» **Set task**
Print the records unchanged from the beginning through the line containing "[[[199,0],[201,4],[232,10],[245,11],[250,5],[249,0]]]", and leave the pictures out.

» **Provided entries**
+++

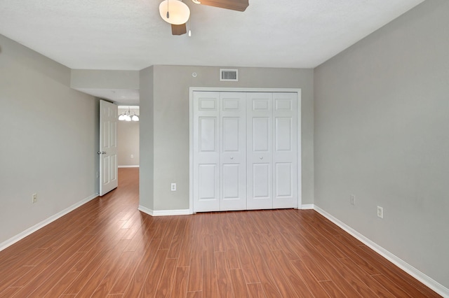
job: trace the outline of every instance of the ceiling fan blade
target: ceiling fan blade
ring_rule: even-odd
[[[180,25],[171,25],[171,34],[173,35],[182,35],[187,33],[187,27],[185,23]]]
[[[199,0],[201,4],[232,10],[245,11],[250,5],[249,0]]]

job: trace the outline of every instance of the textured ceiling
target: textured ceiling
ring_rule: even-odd
[[[243,13],[190,0],[173,36],[161,0],[0,0],[0,34],[71,69],[154,64],[313,68],[422,0],[250,0]]]

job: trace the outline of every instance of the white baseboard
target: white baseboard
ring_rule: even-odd
[[[152,210],[142,205],[139,205],[138,208],[144,213],[147,213],[152,216],[168,216],[168,215],[191,215],[190,209],[179,209],[179,210]]]
[[[313,204],[303,204],[302,205],[301,205],[301,207],[298,208],[298,209],[302,209],[302,210],[309,210],[309,209],[313,209],[313,208],[314,208]]]
[[[48,225],[49,223],[51,223],[51,222],[54,222],[55,220],[56,220],[59,218],[61,218],[61,217],[65,215],[66,214],[67,214],[68,213],[69,213],[71,211],[73,211],[74,210],[75,210],[76,208],[79,207],[80,206],[85,204],[88,201],[93,200],[93,199],[96,198],[97,197],[98,197],[98,194],[92,194],[91,196],[88,197],[86,199],[83,199],[81,200],[78,203],[76,203],[76,204],[72,205],[71,206],[66,208],[65,209],[62,210],[62,211],[58,212],[58,213],[55,214],[54,215],[52,215],[52,216],[49,217],[46,220],[42,220],[41,222],[39,222],[39,223],[34,225],[34,226],[32,226],[32,227],[25,229],[22,232],[14,236],[13,237],[10,238],[9,239],[6,240],[6,241],[2,242],[1,243],[0,243],[0,251],[3,250],[4,249],[6,248],[8,246],[12,246],[13,244],[14,244],[15,243],[18,242],[18,241],[23,239],[27,236],[35,232],[38,229],[45,227],[46,225]]]
[[[337,226],[343,229],[344,231],[347,232],[349,234],[350,234],[351,235],[352,235],[353,236],[354,236],[355,238],[356,238],[361,242],[363,242],[365,245],[366,245],[367,246],[368,246],[369,248],[375,250],[379,255],[382,255],[382,257],[384,257],[384,258],[386,258],[387,260],[388,260],[389,261],[390,261],[391,262],[392,262],[393,264],[394,264],[395,265],[396,265],[397,267],[398,267],[399,268],[401,268],[401,269],[407,272],[408,274],[413,276],[415,278],[417,279],[421,283],[424,283],[427,287],[430,288],[431,289],[436,292],[440,295],[443,296],[443,297],[449,297],[449,289],[445,288],[444,285],[441,285],[441,283],[438,283],[436,281],[434,281],[432,278],[427,276],[426,274],[423,274],[422,272],[421,272],[416,268],[413,267],[410,264],[403,261],[401,259],[393,255],[391,253],[387,250],[385,248],[382,248],[382,246],[379,246],[375,242],[373,242],[369,239],[366,238],[361,234],[358,233],[357,231],[352,229],[351,227],[348,226],[344,222],[333,217],[332,215],[328,213],[326,211],[321,209],[316,205],[314,205],[313,208],[315,211],[316,211],[318,213],[321,214],[323,216],[324,216],[325,218],[326,218],[327,219],[328,219],[329,220],[330,220],[331,222],[333,222],[333,223],[335,223],[335,225],[337,225]]]

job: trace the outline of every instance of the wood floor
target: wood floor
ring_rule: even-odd
[[[119,181],[0,252],[0,297],[438,297],[314,211],[151,217]]]

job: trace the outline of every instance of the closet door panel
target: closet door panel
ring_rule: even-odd
[[[246,94],[220,92],[221,211],[246,209]]]
[[[219,211],[219,93],[195,92],[193,104],[194,211]]]
[[[247,94],[248,209],[273,208],[273,99],[272,93]]]
[[[273,208],[297,208],[297,94],[274,93],[273,103]]]

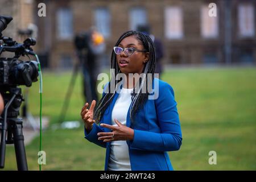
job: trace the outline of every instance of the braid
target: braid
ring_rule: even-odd
[[[143,77],[142,79],[139,79],[138,81],[136,86],[134,88],[133,92],[131,93],[131,109],[130,110],[130,118],[132,122],[134,121],[134,115],[137,113],[138,110],[142,108],[148,99],[148,92],[145,92],[145,88],[147,88],[147,74],[151,73],[152,77],[150,78],[151,80],[153,80],[154,74],[155,71],[155,52],[154,43],[151,39],[147,35],[144,35],[138,31],[128,31],[124,32],[121,37],[119,38],[115,45],[114,46],[118,46],[121,42],[126,37],[129,36],[134,36],[138,40],[142,43],[144,48],[147,50],[147,52],[149,52],[149,59],[146,63],[146,65],[143,70],[143,73],[144,73],[145,77]],[[112,51],[111,56],[111,75],[112,78],[110,81],[109,82],[108,85],[105,88],[107,91],[105,94],[99,102],[99,104],[97,107],[96,111],[96,118],[97,118],[97,122],[99,123],[105,111],[109,106],[110,103],[112,101],[114,98],[114,93],[112,93],[110,92],[110,85],[117,85],[119,81],[115,80],[115,77],[118,73],[120,72],[120,69],[118,67],[118,65],[117,61],[117,57],[114,51]],[[114,70],[114,71],[113,71]],[[111,85],[112,84],[112,85]],[[138,87],[138,92],[135,92],[135,88]],[[116,90],[116,88],[115,88]]]

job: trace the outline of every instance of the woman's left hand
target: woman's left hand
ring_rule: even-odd
[[[106,127],[113,130],[112,132],[98,133],[98,139],[104,142],[117,140],[132,140],[134,135],[134,131],[132,129],[122,125],[115,119],[117,126],[101,123],[102,127]]]

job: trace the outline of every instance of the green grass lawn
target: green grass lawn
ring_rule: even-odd
[[[43,114],[57,122],[70,73],[43,72]],[[173,68],[162,80],[174,89],[183,143],[169,155],[176,170],[256,170],[256,69]],[[84,104],[81,79],[76,80],[65,120],[80,120]],[[39,83],[30,89],[30,109],[39,112]],[[51,127],[50,127],[51,128]],[[47,164],[43,170],[103,170],[105,150],[84,138],[84,130],[49,128],[43,133]],[[39,137],[26,146],[28,168],[39,169]],[[217,152],[210,165],[208,153]],[[145,164],[146,165],[146,164]],[[15,170],[14,148],[7,147],[5,170]]]

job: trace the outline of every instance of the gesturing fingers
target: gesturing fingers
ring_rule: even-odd
[[[106,127],[106,128],[111,129],[111,130],[115,130],[115,129],[116,129],[116,127],[114,126],[112,126],[112,125],[108,125],[108,124],[103,124],[103,123],[101,123],[100,125],[102,127]]]
[[[89,109],[90,111],[93,111],[94,109],[95,105],[96,105],[96,101],[95,100],[92,101],[92,104],[90,105],[90,109]]]

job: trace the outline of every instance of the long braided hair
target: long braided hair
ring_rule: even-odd
[[[142,73],[145,73],[146,75],[147,73],[151,73],[151,77],[150,78],[150,80],[153,81],[156,63],[155,52],[154,43],[149,36],[135,31],[128,31],[124,32],[121,36],[114,46],[118,46],[123,39],[130,36],[134,36],[136,39],[137,39],[137,40],[140,41],[142,43],[144,49],[145,49],[147,52],[149,52],[148,60],[145,63]],[[115,86],[117,85],[118,82],[120,81],[115,80],[115,78],[116,77],[117,74],[120,72],[120,69],[118,67],[117,56],[113,50],[112,51],[111,56],[111,68],[112,78],[106,87],[106,89],[108,89],[108,92],[107,92],[107,93],[101,98],[98,104],[95,113],[95,117],[97,121],[96,122],[98,123],[103,117],[105,111],[113,100],[114,95],[116,92],[116,89],[114,93],[112,93],[112,92],[110,92],[110,85]],[[148,90],[145,92],[145,90],[142,90],[141,89],[141,88],[145,88],[146,87],[147,82],[147,80],[146,80],[146,78],[147,77],[144,77],[144,78],[142,78],[139,80],[139,81],[138,81],[139,85],[141,85],[141,89],[139,89],[139,92],[137,91],[135,93],[135,88],[134,88],[133,93],[131,93],[132,101],[130,110],[130,118],[131,118],[131,121],[132,123],[134,121],[134,115],[139,109],[142,107],[143,105],[148,98],[149,94],[148,92]]]

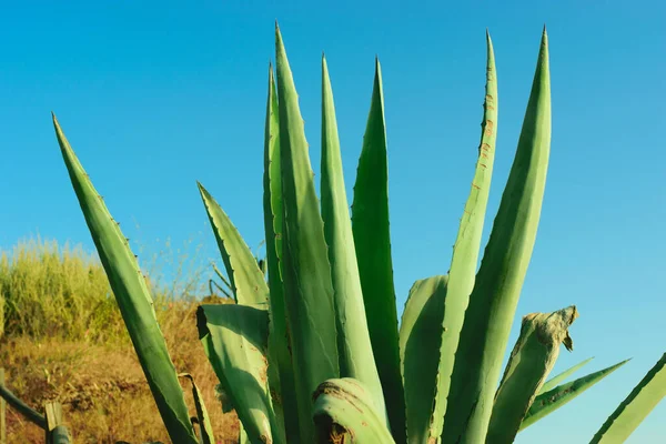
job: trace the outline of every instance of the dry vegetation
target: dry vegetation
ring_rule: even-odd
[[[191,373],[203,392],[218,442],[238,442],[238,420],[222,413],[218,379],[198,339],[199,300],[152,286],[176,370]],[[77,443],[169,442],[95,256],[80,248],[22,242],[0,256],[0,366],[16,395],[38,411],[46,401],[61,402]],[[181,382],[195,415],[191,386]],[[7,422],[9,443],[43,442],[43,432],[11,407]]]

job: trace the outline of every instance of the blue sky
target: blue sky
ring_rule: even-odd
[[[266,74],[278,19],[317,180],[320,69],[326,52],[350,200],[374,57],[380,57],[402,309],[413,281],[448,270],[480,137],[486,27],[497,60],[500,119],[484,243],[515,153],[546,23],[551,163],[509,347],[521,315],[576,304],[575,349],[563,349],[556,372],[588,356],[596,356],[588,372],[634,359],[517,442],[588,442],[666,351],[664,3],[223,3],[4,6],[0,248],[38,233],[93,248],[51,111],[133,241],[153,252],[168,238],[175,248],[191,241],[186,251],[203,244],[200,260],[218,260],[195,186],[200,180],[248,243],[258,245]],[[666,441],[665,421],[662,403],[628,442]]]

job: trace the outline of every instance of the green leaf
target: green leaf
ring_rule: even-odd
[[[444,420],[445,444],[485,441],[536,239],[549,150],[551,81],[544,29],[518,149],[465,312]]]
[[[313,395],[313,418],[319,443],[392,444],[384,414],[357,380],[343,377],[322,383]]]
[[[269,299],[269,286],[252,250],[206,189],[199,182],[196,185],[222,253],[236,303],[252,306],[265,305]]]
[[[566,403],[574,400],[576,396],[595,385],[597,382],[602,381],[604,377],[608,376],[610,373],[615,372],[627,362],[628,360],[623,361],[539,394],[536,396],[532,403],[532,406],[527,411],[527,414],[523,418],[523,422],[521,423],[521,430],[531,426],[538,420],[564,406]]]
[[[196,326],[205,354],[250,440],[284,443],[269,394],[266,310],[200,305]]]
[[[284,303],[296,382],[301,442],[314,438],[312,393],[337,377],[335,310],[327,246],[299,98],[275,27],[284,242]]]
[[[578,370],[581,370],[581,367],[583,367],[585,364],[587,364],[592,360],[594,360],[594,357],[588,357],[585,361],[574,365],[573,367],[565,370],[564,372],[559,373],[558,375],[553,376],[551,380],[546,381],[544,383],[544,385],[542,385],[542,387],[538,390],[538,392],[536,392],[536,394],[541,395],[542,393],[545,393],[545,392],[548,392],[548,391],[555,389],[559,383],[562,383],[567,377],[569,377],[571,375],[576,373]]]
[[[375,61],[370,115],[359,159],[352,231],[374,359],[396,443],[406,443],[405,394],[400,371],[397,307],[389,228],[389,165],[382,71]]]
[[[322,58],[322,218],[329,244],[336,312],[340,375],[361,381],[379,412],[385,411],[382,384],[372,354],[344,189],[335,105],[326,59]]]
[[[169,436],[176,443],[196,444],[183,391],[137,258],[70,147],[56,115],[53,127],[85,223]]]
[[[624,443],[666,396],[666,353],[617,406],[591,444]]]
[[[269,382],[273,396],[273,407],[278,422],[284,423],[286,442],[299,440],[299,416],[295,392],[294,369],[290,353],[284,311],[284,287],[282,283],[280,256],[282,255],[282,175],[280,173],[280,122],[278,95],[273,68],[269,67],[269,98],[266,101],[266,123],[264,135],[263,209],[266,239],[266,261],[269,268]],[[287,412],[286,415],[284,412]]]
[[[487,60],[486,87],[481,123],[481,142],[474,180],[470,196],[465,203],[457,238],[453,246],[453,258],[448,272],[444,317],[441,330],[436,392],[430,424],[430,440],[442,435],[444,414],[451,391],[451,375],[456,360],[456,350],[466,316],[470,293],[474,289],[474,278],[478,263],[481,235],[491,191],[493,163],[495,160],[495,141],[497,139],[497,72],[495,53],[490,33],[486,32]]]
[[[194,397],[194,407],[196,408],[196,418],[201,426],[201,442],[203,444],[215,444],[215,436],[213,435],[213,426],[211,425],[211,418],[203,403],[203,395],[194,383],[194,379],[189,373],[179,374],[181,377],[186,377],[192,384],[192,396]]]
[[[575,305],[523,317],[521,335],[495,394],[486,443],[514,442],[536,392],[555,366],[559,344],[564,343],[568,351],[573,350],[568,327],[576,317],[578,312]]]
[[[407,442],[411,444],[425,443],[430,436],[447,282],[447,275],[416,281],[410,290],[400,325]]]

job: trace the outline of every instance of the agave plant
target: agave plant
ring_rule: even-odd
[[[524,316],[500,377],[544,195],[551,85],[544,29],[514,163],[477,270],[498,111],[495,59],[486,38],[482,134],[451,266],[448,273],[413,285],[398,323],[379,60],[350,216],[325,58],[320,202],[276,28],[276,81],[270,67],[263,173],[268,281],[228,214],[198,184],[235,301],[201,305],[198,329],[220,380],[223,408],[234,408],[240,417],[240,442],[509,443],[626,362],[565,382],[587,360],[547,380],[561,344],[573,346],[568,326],[578,312],[572,305]],[[196,443],[199,434],[203,443],[213,443],[195,385],[199,433],[190,422],[135,256],[53,121],[170,437]],[[664,397],[665,362],[666,354],[594,442],[620,442]]]

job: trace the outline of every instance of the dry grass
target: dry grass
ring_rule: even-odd
[[[192,374],[202,391],[218,442],[238,442],[238,418],[222,413],[218,379],[198,339],[198,301],[155,294],[176,370]],[[94,256],[43,242],[21,244],[0,260],[0,297],[6,307],[0,365],[21,400],[36,410],[46,401],[61,402],[75,443],[170,442]],[[194,416],[191,386],[181,382]],[[9,443],[43,442],[43,432],[11,407],[7,422]]]

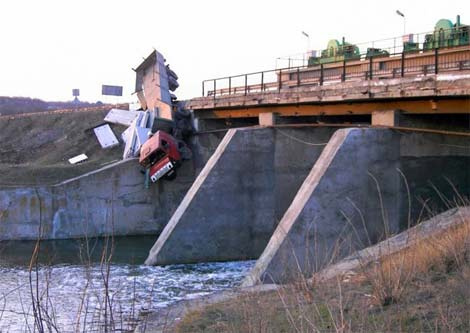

+++

» **Written answer**
job: trace the outline of every instance of the ceiling fan blade
target: ceiling fan blade
ring_rule: even-odd
[[[180,25],[171,25],[171,34],[173,35],[182,35],[187,33],[187,27],[185,23]]]
[[[199,0],[201,4],[232,10],[245,11],[250,5],[249,0]]]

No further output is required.